[start of Listed records]

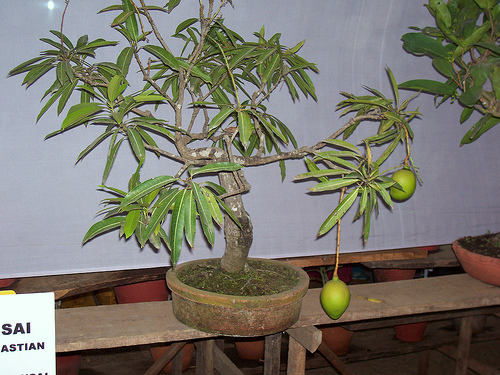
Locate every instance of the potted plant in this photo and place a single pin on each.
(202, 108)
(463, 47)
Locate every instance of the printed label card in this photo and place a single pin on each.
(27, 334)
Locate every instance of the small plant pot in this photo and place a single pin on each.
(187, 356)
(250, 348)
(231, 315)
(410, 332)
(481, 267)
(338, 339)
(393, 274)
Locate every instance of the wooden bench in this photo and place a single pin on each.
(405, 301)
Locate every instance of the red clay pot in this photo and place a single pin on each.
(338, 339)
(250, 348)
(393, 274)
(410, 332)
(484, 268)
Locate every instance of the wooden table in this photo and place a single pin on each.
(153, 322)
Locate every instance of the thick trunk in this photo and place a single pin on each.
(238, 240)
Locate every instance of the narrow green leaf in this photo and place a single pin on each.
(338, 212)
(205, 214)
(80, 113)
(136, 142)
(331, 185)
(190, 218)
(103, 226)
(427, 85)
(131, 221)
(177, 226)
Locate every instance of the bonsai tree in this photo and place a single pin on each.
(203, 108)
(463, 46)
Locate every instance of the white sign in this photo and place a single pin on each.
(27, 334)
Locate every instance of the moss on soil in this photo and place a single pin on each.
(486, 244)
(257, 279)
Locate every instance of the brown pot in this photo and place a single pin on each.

[end of Listed records]

Rewrite every line of the data listing above, leaving out the pictures. Multiply each pin coordinate by 2.25 and round to the nearest whole number, with halves rounded up.

- **Answer to this exercise**
Locate every instance of the potted plant in this photo and place a single pin on each.
(455, 243)
(1042, 106)
Locate every instance of the printed label card in this photo and place a single pin on each.
(61, 752)
Locate every instance of the small plant pot in this photo and place a single pin on each.
(421, 801)
(563, 783)
(520, 709)
(923, 747)
(1082, 601)
(761, 763)
(884, 617)
Locate every instance of the wooden bench in this photo and place a single pin on each.
(911, 677)
Locate every instance of the red clay pot in this photo and place a single pin on each.
(761, 763)
(563, 783)
(884, 617)
(923, 747)
(1089, 603)
Locate every instance of the wooden table in this photo and place a single pin on each.
(344, 725)
Locate every instance of the thick trunk in this photo and place a single pin on each.
(536, 540)
Locate every instance of the narrow green leaf in this photo and place a single pin on each.
(761, 477)
(461, 482)
(180, 254)
(306, 320)
(745, 416)
(428, 491)
(232, 509)
(961, 191)
(295, 497)
(398, 509)
Locate every instance of the bonsai tree in this photo and place a single pin on each.
(457, 243)
(1042, 104)
Locate every instance of the white sign in this photo and place a single pin on each.
(61, 752)
Locate every instance of the moss on soil in this photo and place a single pin on each.
(1094, 549)
(578, 628)
Locate every instance of the brown pot in this photo and place a single pin on each.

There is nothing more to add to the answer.